- _Stated task_
Please render the rows that open with the line containing "Task: each instance of the cloud bank" and close with the line containing "[[43, 85], [46, 146], [36, 61], [239, 85]]", both ends included, as a numbered list, leaving out any blank lines.

— START Material for this exercise —

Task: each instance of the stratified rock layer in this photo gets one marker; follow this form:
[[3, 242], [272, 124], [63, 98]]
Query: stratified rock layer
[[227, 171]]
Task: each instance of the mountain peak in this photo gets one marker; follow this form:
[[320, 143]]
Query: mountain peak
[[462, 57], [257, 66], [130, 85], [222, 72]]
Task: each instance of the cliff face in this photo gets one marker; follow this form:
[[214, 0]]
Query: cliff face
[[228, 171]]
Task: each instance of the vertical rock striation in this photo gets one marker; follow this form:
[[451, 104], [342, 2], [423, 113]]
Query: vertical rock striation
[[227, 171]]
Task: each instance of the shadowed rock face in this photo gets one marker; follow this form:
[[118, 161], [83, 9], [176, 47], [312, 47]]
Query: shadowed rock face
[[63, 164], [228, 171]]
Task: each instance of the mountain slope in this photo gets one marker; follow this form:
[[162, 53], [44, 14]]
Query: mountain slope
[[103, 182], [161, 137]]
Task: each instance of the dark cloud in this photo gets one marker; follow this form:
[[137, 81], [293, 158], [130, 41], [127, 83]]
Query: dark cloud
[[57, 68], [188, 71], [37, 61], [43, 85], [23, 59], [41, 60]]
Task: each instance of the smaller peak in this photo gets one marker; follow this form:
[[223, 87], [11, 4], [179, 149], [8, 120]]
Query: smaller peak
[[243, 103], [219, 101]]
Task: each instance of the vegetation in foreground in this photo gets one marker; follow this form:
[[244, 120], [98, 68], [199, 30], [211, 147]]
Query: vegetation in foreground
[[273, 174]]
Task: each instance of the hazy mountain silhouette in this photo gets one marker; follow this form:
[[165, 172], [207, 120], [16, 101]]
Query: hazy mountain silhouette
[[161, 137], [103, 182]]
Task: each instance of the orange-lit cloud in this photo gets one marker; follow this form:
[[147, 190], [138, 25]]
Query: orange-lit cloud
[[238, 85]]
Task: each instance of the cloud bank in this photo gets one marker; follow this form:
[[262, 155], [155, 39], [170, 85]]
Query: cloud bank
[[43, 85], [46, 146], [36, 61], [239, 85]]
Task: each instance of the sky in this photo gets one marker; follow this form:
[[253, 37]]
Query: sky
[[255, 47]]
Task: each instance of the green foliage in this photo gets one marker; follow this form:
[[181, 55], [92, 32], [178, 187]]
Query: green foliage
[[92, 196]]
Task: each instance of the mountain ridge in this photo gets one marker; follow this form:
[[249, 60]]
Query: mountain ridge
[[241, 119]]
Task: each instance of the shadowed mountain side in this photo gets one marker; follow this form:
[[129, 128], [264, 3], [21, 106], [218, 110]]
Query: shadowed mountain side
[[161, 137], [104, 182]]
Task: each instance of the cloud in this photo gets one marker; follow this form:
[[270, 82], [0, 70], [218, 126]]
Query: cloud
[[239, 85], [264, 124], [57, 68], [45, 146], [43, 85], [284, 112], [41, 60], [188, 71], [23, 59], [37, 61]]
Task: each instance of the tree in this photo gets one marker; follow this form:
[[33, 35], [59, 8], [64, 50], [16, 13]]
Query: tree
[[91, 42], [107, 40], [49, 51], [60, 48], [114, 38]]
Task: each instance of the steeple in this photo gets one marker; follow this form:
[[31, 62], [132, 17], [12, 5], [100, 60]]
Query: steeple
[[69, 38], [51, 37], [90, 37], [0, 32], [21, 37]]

— END Material for this exercise —

- _Answer to the exercise_
1. Task: each instance of the cloud bank in this photo gets one marker; follow this form:
2. [[262, 155], [155, 39], [170, 85]]
3. Query: cloud bank
4. [[43, 85], [46, 146], [36, 61], [239, 85]]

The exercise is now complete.